Dataset excerpts:
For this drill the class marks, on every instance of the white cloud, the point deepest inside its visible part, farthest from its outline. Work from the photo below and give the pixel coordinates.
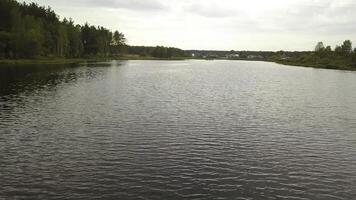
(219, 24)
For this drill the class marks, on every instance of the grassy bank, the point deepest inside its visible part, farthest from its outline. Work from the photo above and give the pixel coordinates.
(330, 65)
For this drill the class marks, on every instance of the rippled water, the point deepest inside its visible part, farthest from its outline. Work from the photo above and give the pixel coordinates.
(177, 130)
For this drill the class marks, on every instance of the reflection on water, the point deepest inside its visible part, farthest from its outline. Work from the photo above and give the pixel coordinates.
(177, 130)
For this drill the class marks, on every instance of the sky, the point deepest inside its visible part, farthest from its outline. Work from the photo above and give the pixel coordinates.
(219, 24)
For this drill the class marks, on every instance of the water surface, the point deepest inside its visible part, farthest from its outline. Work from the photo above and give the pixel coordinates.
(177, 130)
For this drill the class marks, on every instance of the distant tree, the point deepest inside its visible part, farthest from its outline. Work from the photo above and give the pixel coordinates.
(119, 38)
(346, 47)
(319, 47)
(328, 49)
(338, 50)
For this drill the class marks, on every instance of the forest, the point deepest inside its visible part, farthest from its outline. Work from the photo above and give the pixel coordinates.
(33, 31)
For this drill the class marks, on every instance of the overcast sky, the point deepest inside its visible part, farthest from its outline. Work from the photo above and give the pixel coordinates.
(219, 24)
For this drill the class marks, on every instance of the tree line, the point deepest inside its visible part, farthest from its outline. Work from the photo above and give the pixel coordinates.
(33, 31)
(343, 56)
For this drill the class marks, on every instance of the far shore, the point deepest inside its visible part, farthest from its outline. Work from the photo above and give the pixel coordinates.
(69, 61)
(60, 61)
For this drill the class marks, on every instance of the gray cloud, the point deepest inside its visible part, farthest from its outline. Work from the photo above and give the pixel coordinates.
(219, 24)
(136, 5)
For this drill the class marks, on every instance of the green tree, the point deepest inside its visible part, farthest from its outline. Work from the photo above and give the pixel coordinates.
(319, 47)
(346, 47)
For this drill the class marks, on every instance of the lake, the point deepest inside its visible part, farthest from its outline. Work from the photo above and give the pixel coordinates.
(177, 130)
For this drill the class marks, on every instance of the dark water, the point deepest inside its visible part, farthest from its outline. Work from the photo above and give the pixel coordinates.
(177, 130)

What to do: Copy every one of the records above word for word, leaving out the pictures.

Finished exercise:
For this drill the class marks, on every instance of the white cloud, the point deepest inside its visible part, farthest from its outline. Work from the photo below and give the pixel coordinates.
(219, 24)
For this drill the class marks, on every instance of the grassy bank, the point deepest inside its visible part, farthest from its outline. Work from the photo above and give the pixel coordinates.
(330, 65)
For this drill the class marks, on every instance of the rippled water, the point deepest inside its visible part, farthest from its outline. Work from the photo above and give the pixel coordinates.
(177, 130)
For this drill the class marks, on every instance of the reflection on water, the point deepest inside its visible part, farthest from its outline. Work from the photo above and give the pixel coordinates.
(177, 130)
For this drill the class marks, on every instance of the sky, the point deepest inside its visible part, farthest from its outline. Work from the photo above and give the pixel coordinates.
(219, 24)
For this drill the class marks, on every instance of the water surface, the point deepest inside its visible part, farthest from its outline. Work from the photo above and give the pixel coordinates.
(177, 130)
For this drill the class marks, on every instance of the distant tree, the point deepest inside its visible part, farthest from its outline. Work from the photo above and give the pixel coordinates.
(119, 38)
(346, 47)
(319, 47)
(328, 49)
(338, 50)
For this drill the class marks, on every instance of the forest, the point deepest inside its visible part, farthest from its outline. Work from the photo above and give the pixel coordinates.
(33, 31)
For this drill the class marks, on every instance of the overcast sky, the point deepest inside its visible part, farthest from its outline. Work from the photo above and give the pixel coordinates.
(219, 24)
For this drill the class marks, on every instance of the tree line, the point deepest inside its visible part, farthest from its outline. Work from the photo above and give the pixel coordinates.
(33, 31)
(343, 56)
For this drill the class marks, on every instance of the far shore, the point deepest inside its visible part, farthest from its outline. Work from the photo above and give the pixel coordinates.
(69, 61)
(60, 61)
For this drill the class marks, on every instance of the gray cloud, the point deepest inside its visible part, farthest from its outline. Work from the photo above and give the pixel coordinates.
(219, 24)
(136, 5)
For this drill the class marks, on every instance of the green tree, the point deepest inside its visible part, farthest from its outline. Work from the photo above and give the pixel coordinates.
(319, 47)
(346, 47)
For this drill the class marks, on every instance of the lake, the point deepest inside its visible part, farthest from its outline. Work from the photo above and give the pixel coordinates.
(177, 130)
For this drill the class marks, on every instance of the dark water, the point deepest inside its visible part, farthest from its outline. Work from the photo above and give the pixel coordinates.
(177, 130)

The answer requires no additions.